Власть старшины очень велика: помимо права арестовать крестьян, от старшины большею частью зависит дать то или другое направление всякому крестьянскому делу. Впрочем, в 86 ст. общего положения, уполномочивающей старшину сажать крестьянина в холодную, есть маленькая разница от 64 ст., дающей это право старосте: старшина может арестовать мужика за маловажные полицейские проступки, но сути это не изменяет: старшина всегда может посадить, кого хочет. Правом сажания он пользуется, чувствуя меньшую зависимость от крестьян, чем староста. Происходит это от того, что он избирается не всеми крестьянами, а выборными по одному от десяти дворов; ловкий же старшина всегда устроит так, что выборными явятся свои люди. Поэтому старшины не сменяются, подобно старостам, каждое трехлетие, а наоборот, служат иногда по 20 лет.
Меньше завися от крестьян, он их сажает часто за самые, по-видимому, удивительные проступки: ушел плотник, работающий поденно у помещика, скосить свою рожь — садись под арест на двое суток; не платит мужик долга кабатчику — садись. Эти примеры взяты с натуры.
Недостаточно близкий к мужикам, чтобы их бояться, старшина и не так далек от них, чтобы не знать всю их подноготную. Поэтому он является ближайшим советником земского начальника. Земский начальник большинство жалоб не судебных разбирает словесно при старшине. К кому же,
33
как не к старшине, обратиться за разъяснениями? Тут дело старшины придать любому делу ту или другую окраску: про Ивана он скажет, что сидел в тюрьме, а про Петра скроет; затем Семен известный кляузник, Никита буян, все соседи его боятся; одним словом, всегда можно незаметно расположить земского начальника в пользу той или другой стороны. Я говорю, конечно, не про дела судебные и административные, а про те многочисленные жалобы, обращения за советом, просьбы, которые приходится принимать земскому, не давая им официального хода. Тут-то, если мужик лишнее сказал, — а говорят они почти всегда лишнее, — он слышит грозное: «молчи, вон отсюда», а затем, если не замолчал, очутится в холодной, не разобрав хорошенько за что. Не бывает этого, если земский очень терпелив (а терпение нужно громадное), или если старшина справедлив, что довольно-таки редко.
Как после этого крестьянам не бояться старшины? И действительно, власть его, влияние его громадны. На сходе что хочет, то и делает: захочет прибавки жалованья, награды — получит единогласно; заведет гурт овец хоть в тысячу голов и будет пасти на крестьянских полях; затратит на общественную постройку 200 руб., заявит 500— и сход утвердит 500.
Шкаликами да гривенниками такой старшина не будет собирать. Угостить себя хорошо он позволить не всем, а только богатым — кабатчикам, кулакам, мироедам. Наживает крупными суммами, как я выше сказал. А то вот: вдруг собирает подати свирепо, мужики начинают продавать землю, и соберет ее по дешевой цене брат того же старшины иногда душ до 100 — 150. И капитал приобретет, и от начальства спасибо. Донести все боятся, а донесут — так у ловкого старшины ничего не докажут, сами виноваты останутся. Кое-где можно такого кляузника и под волостной суд подвести, да 19 ударами проучить, чем и отобьет охоту жаловаться.

## [ЗАДАНИЯ К РАБОТЕ]
1) Сколько лет, согласно тексту о власти старшины, иногда служат старшины?
2) Пожалуйста, выпишите из текста о власти старшины отрывок, который открывается словами «Меньше завися от» и завершается словами «взяты с натуры.».

## [СОХРАНЁННЫЕ СТРОКИ]
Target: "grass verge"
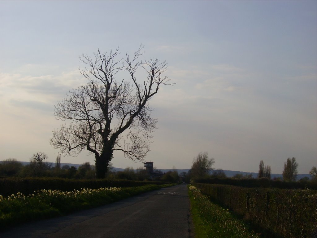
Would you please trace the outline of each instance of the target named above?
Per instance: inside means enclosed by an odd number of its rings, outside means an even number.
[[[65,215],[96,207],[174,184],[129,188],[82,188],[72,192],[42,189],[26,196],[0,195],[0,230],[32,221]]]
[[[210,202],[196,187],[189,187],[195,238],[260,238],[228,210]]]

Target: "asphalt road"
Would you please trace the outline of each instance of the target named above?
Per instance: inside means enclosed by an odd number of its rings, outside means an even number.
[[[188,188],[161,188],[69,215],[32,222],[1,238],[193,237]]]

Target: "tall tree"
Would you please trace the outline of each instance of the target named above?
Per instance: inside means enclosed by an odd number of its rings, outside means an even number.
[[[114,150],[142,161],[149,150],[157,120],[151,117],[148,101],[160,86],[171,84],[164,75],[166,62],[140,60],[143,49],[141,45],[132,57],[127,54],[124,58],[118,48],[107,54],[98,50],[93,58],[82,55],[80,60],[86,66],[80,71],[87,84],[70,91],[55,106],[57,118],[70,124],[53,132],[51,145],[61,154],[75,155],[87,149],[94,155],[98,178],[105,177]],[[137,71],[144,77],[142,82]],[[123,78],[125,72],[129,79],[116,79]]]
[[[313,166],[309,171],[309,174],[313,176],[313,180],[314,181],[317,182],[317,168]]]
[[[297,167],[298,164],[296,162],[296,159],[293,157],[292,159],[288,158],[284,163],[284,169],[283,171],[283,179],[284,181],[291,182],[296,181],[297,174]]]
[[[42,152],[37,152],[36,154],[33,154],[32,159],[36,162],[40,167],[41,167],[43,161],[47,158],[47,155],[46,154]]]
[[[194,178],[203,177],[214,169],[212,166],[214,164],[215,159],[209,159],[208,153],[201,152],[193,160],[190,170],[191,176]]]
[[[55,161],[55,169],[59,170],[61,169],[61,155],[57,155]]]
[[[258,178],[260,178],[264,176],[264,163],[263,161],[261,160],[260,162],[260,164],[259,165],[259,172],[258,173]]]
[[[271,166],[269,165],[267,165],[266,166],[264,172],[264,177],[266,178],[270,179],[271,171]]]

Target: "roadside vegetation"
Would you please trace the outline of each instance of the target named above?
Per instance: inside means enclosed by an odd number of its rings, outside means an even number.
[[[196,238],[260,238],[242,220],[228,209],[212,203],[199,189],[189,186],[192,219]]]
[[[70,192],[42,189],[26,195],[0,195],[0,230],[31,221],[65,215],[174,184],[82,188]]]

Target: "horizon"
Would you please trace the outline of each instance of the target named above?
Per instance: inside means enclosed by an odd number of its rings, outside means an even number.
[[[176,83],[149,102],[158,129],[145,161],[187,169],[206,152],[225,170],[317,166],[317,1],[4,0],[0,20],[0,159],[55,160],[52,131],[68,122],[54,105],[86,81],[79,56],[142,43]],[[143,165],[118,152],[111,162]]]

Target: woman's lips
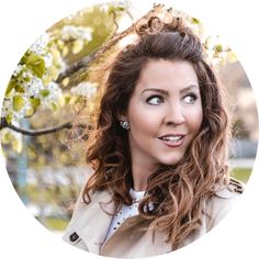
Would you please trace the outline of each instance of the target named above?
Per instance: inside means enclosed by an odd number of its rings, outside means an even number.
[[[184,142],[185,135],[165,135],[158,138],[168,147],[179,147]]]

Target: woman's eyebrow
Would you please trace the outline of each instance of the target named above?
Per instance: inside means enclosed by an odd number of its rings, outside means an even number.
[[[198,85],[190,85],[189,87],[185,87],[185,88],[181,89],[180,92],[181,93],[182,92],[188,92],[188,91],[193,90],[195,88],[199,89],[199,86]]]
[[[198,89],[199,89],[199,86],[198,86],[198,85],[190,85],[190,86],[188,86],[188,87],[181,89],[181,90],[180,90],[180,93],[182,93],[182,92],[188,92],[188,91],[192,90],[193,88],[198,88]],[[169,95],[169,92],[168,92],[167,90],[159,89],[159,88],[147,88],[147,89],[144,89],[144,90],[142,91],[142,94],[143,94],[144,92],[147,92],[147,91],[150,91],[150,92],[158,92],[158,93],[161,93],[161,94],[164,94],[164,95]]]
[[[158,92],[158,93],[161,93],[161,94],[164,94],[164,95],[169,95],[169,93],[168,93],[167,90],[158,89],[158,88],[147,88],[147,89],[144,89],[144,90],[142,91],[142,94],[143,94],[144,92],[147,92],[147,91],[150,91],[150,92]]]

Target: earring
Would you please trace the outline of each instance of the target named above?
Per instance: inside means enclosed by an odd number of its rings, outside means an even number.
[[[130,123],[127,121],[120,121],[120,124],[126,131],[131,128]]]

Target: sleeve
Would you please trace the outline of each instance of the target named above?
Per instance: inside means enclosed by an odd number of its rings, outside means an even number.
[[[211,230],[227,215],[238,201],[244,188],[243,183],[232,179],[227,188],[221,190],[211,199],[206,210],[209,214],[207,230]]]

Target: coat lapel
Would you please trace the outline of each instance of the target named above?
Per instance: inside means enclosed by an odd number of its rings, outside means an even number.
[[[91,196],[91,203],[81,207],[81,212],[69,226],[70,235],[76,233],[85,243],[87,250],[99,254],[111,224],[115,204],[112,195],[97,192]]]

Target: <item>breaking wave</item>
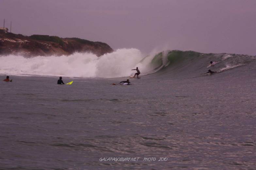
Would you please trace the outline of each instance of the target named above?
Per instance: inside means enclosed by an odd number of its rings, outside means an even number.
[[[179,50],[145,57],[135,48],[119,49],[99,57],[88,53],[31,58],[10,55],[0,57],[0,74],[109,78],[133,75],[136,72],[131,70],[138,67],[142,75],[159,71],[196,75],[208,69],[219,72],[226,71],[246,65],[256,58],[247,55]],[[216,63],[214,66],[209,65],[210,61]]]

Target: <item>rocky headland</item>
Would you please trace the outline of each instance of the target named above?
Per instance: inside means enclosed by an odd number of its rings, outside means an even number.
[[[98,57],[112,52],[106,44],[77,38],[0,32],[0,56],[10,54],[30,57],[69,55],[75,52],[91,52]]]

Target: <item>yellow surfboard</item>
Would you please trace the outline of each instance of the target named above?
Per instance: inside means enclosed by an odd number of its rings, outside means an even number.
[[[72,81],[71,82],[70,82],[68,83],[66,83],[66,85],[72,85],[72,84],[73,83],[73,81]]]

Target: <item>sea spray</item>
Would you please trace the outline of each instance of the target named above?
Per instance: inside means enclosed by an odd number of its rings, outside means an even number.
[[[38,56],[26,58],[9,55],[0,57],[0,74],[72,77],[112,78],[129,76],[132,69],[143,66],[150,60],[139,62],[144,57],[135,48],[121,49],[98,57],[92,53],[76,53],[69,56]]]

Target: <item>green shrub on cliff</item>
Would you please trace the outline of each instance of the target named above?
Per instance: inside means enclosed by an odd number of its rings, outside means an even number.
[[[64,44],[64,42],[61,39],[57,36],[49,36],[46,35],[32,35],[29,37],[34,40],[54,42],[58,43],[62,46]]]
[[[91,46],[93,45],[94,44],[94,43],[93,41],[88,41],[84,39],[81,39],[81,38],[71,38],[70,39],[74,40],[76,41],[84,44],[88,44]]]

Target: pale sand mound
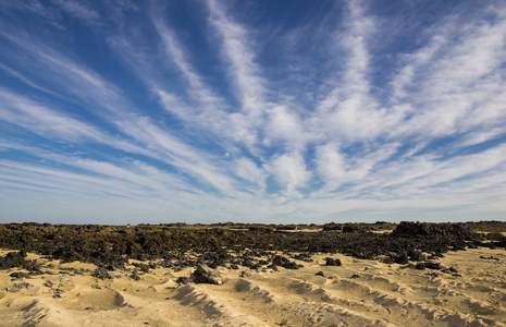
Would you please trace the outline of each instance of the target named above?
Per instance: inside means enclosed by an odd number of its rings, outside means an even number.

## [СПИСОК ОТВЕТОВ]
1) Иногда по 20 лет.

2)
Меньше завися от крестьян, он их сажает часто за самые, по-видимому, удивительные проступки: ушел плотник, работающий поденно у помещика, скосить свою рожь — садись под арест на двое суток; не платит мужик долга кабатчику — садись. Эти примеры взяты с натуры.